Requirement 1: In the zero-by-infinity thread, what conclusion does the reply reach about dividing zero by infinity?
Requirement 2: From the zero-by-infinity thread, reproduce everything from "I assume you" down to "or absolute values.".
## begin Text
Name: Jason

Who is asking: Student

Level: Secondary

Question:

What do you get when dividing zero by infinity? Our Calculus teacher was pretty sure that the expression was indeterminate from. However, if this is so...Why? Zero divded by any number (except zero) is zero, true. Any number (except infinite) over infinite is zero. So, why isn't Zero divided by infinite zero. A simpler way if I had 4 potatoes and was to split them among 2 friends, each friend would get 2 potatoes. However, if I had 0 potatoes and split them a infinite number of ways, each person would still have 0. Explain please!

Hi Jason,
I like your potato example.

It bothers me somewhat that we talk about infinity as if it were a number that we can treat just as we treat other numbers. We all do it, but when faced with this kind of question it is important to ask where the infinity (and the zero) comes from. I am going to use function notation as it makes it easier to say what I want.

I assume you have a fraction of the form ^{f(x)}/_{g(x)} , and that as x approaches a, f(x) approaches zero and g(x) approaches infinity. The question is then, what is the limit of ^{f(x)}/_{g(x)} as x approaches a? To make my life a little easier I am going to assume that f(x) and g(x) are never negative. That way I don't have to deal with negative signs or absolute values.

If f(x) = 0 for every x then^{f(x)}/_{g(x)} = 0 for every x, and hence the limit is zero. (This is your potato example.) Since g(x) approaches infinity as x approaches a, as x gets close to a, g(x) > 1. Thus as x gets close to a,

0 < ^{f(x)}/_{g(x)} < f(x).
Hence ^{f(x)}/_{g(x)} gets squeezed between 0 and f(x), and f(x) is approaching zero. Thus ^{f(x)}/_{g(x)} must also approach zero as x approaches a.
If this is what you mean by "dividing zero by infinity" then it is not indeterminate, it is zero.

Penny
## end Text
## begin Stored records
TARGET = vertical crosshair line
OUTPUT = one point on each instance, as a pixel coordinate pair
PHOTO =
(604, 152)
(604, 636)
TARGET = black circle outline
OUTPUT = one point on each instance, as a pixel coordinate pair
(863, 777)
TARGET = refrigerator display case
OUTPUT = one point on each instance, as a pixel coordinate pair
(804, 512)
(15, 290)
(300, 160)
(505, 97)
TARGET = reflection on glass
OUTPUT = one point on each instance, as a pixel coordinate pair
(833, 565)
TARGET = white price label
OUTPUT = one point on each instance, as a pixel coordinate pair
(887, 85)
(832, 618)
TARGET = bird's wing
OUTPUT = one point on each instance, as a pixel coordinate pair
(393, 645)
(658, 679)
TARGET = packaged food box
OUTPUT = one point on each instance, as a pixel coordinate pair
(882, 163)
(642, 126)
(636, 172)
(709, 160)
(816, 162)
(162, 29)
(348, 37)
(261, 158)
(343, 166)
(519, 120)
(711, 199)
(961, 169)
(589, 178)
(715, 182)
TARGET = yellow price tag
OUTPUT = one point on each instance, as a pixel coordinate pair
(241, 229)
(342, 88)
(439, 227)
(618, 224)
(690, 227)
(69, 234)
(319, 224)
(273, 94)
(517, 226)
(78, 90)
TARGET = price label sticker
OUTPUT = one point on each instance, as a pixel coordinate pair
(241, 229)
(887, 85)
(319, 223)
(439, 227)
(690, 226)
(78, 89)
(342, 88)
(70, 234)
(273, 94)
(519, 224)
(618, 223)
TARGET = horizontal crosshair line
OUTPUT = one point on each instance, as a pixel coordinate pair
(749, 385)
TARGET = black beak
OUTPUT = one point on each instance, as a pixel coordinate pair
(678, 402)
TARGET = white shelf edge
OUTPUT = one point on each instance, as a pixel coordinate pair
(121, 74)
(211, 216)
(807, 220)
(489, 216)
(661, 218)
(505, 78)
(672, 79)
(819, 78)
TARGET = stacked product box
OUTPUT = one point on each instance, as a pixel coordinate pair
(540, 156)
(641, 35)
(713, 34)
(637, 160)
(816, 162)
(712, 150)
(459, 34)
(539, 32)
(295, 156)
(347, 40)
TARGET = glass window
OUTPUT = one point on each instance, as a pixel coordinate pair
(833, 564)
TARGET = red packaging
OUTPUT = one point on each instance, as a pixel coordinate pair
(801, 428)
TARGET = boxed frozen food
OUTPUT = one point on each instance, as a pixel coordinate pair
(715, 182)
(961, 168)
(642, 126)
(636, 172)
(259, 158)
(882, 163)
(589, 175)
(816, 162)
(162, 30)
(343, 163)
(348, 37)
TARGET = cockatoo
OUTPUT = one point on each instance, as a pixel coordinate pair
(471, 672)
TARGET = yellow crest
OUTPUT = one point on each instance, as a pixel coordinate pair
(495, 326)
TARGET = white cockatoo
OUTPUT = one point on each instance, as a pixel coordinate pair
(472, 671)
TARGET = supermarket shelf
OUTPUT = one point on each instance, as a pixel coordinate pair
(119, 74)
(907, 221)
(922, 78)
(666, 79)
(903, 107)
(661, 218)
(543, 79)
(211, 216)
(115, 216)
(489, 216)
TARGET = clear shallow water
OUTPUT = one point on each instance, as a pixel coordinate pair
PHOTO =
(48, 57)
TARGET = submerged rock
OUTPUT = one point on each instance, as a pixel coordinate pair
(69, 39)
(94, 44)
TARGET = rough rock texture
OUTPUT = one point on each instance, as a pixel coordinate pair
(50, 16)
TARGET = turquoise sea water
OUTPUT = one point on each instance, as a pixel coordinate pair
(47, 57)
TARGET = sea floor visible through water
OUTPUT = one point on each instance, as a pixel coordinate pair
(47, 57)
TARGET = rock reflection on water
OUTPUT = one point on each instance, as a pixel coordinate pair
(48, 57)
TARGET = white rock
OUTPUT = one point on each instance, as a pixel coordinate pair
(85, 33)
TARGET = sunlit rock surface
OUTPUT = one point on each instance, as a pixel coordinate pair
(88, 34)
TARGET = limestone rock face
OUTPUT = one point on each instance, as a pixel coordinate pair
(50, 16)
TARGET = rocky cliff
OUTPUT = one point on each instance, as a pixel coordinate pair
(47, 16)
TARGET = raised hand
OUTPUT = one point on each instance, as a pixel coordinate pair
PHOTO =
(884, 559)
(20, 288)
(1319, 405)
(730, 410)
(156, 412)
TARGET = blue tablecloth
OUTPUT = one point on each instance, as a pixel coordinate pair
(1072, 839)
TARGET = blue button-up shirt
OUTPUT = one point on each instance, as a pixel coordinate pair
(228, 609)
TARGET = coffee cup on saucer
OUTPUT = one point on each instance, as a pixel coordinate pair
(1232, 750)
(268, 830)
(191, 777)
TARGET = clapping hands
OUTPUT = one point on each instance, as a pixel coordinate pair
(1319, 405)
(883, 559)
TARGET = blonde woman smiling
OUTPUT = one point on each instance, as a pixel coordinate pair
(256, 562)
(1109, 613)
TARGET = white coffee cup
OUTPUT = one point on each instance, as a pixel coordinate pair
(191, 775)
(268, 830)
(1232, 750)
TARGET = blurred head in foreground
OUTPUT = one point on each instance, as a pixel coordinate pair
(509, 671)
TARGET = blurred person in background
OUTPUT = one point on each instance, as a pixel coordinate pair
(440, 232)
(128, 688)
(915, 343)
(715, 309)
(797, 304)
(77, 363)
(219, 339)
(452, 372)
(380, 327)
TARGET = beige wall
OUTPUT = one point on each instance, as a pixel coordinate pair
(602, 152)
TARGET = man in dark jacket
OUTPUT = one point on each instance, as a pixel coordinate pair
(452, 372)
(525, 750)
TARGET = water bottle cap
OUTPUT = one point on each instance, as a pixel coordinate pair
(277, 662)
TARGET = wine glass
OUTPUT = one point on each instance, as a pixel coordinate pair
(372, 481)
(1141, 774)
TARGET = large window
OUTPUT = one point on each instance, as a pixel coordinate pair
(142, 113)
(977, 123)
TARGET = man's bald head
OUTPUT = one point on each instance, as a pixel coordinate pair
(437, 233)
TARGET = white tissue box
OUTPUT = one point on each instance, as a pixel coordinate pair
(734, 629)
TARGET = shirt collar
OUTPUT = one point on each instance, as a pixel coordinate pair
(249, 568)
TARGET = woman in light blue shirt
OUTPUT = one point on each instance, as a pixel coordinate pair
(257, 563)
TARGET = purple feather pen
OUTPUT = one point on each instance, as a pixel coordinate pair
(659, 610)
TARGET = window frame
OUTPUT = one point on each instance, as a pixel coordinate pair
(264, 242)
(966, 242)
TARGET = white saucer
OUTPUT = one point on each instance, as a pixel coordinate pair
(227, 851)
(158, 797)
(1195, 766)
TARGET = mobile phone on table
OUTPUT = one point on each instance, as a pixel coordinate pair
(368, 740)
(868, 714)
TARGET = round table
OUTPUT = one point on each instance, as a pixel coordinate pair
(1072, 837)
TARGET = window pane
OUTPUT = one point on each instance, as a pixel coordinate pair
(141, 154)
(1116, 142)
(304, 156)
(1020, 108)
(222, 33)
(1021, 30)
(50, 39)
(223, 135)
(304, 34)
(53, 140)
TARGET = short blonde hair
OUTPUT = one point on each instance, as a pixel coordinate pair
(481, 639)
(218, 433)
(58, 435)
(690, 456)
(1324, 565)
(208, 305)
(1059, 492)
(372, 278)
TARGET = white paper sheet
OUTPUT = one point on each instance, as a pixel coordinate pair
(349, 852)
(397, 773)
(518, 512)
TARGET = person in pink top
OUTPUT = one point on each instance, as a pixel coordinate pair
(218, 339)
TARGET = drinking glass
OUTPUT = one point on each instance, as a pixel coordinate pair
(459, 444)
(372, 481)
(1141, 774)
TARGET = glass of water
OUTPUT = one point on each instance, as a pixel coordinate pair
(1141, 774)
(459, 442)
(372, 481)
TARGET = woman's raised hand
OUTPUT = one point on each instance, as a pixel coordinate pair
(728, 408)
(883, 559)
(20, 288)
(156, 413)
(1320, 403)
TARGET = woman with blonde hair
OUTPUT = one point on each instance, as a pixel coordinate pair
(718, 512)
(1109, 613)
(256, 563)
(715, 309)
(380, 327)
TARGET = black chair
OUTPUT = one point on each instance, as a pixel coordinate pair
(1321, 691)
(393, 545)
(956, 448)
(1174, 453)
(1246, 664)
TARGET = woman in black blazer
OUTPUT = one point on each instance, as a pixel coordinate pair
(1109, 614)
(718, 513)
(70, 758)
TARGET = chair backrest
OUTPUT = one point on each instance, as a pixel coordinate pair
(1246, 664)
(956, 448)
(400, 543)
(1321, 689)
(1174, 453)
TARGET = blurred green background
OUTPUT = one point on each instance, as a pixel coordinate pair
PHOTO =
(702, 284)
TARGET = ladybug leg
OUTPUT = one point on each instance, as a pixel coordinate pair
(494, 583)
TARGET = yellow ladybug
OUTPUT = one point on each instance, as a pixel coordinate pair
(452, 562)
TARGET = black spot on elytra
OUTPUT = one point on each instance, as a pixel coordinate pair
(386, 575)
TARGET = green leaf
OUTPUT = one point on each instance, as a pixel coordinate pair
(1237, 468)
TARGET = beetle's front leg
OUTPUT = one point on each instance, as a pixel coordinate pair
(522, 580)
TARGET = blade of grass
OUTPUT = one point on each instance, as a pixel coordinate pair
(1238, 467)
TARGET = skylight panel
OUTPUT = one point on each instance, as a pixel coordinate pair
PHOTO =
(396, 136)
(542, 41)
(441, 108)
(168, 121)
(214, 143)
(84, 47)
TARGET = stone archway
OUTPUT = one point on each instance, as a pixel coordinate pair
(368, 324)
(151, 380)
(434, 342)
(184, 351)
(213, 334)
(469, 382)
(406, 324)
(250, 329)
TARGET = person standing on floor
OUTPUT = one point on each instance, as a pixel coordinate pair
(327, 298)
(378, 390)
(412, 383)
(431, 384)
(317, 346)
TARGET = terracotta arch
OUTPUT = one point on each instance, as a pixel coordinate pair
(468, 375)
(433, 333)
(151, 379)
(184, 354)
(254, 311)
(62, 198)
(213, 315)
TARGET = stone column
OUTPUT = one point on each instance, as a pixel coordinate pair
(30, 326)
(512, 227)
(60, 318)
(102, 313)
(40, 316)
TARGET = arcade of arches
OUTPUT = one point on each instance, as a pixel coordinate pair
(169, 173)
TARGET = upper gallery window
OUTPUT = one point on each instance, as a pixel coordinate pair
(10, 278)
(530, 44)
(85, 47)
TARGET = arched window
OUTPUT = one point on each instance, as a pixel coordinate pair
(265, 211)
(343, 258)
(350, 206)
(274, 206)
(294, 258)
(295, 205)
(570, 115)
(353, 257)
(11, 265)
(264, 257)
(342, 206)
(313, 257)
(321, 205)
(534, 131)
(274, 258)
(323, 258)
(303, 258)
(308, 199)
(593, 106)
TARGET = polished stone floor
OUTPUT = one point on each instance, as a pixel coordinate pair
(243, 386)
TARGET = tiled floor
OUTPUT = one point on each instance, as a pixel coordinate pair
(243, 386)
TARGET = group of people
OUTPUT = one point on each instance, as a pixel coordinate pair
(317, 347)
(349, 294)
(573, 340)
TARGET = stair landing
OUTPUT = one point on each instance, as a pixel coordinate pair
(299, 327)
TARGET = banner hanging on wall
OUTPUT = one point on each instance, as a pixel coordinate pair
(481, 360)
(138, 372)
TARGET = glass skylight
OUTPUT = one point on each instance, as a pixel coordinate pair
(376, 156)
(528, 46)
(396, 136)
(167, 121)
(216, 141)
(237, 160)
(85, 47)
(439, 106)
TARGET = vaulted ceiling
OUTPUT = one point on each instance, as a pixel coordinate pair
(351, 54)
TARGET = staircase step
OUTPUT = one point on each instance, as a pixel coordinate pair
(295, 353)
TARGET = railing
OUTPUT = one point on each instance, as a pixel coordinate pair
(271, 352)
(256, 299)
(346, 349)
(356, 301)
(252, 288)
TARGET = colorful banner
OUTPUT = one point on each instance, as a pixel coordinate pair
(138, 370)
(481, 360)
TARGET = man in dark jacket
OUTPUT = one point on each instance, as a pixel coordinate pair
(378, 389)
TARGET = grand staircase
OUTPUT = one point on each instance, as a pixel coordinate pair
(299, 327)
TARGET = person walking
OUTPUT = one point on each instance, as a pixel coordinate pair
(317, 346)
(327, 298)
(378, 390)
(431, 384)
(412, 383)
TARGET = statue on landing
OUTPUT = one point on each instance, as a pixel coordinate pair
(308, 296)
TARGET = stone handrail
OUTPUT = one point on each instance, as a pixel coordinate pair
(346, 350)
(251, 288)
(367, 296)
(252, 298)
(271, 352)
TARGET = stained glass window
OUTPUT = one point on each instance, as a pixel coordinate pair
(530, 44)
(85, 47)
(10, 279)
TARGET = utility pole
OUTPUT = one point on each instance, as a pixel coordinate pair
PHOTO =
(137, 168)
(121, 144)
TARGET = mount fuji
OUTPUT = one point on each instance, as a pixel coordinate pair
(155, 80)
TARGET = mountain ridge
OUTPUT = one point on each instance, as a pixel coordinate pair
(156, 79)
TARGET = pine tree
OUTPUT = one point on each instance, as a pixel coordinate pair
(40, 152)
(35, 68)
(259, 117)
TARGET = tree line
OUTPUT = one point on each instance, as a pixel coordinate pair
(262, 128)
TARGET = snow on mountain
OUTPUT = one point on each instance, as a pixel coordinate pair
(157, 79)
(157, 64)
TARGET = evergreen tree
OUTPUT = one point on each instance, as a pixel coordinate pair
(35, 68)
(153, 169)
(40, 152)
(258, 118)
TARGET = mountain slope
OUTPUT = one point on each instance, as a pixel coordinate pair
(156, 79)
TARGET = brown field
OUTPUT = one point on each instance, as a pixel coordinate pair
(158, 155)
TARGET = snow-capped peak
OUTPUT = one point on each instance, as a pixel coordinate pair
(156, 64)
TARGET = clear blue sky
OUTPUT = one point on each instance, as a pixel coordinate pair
## end Stored records
Complete answer 1: It is not indeterminate; it is zero.

Complete answer 2:
I assume you have a fraction of the form ^{f(x)}/_{g(x)} , and that as x approaches a, f(x) approaches zero and g(x) approaches infinity. The question is then, what is the limit of ^{f(x)}/_{g(x)} as x approaches a? To make my life a little easier I am going to assume that f(x) and g(x) are never negative. That way I don't have to deal with negative signs or absolute values.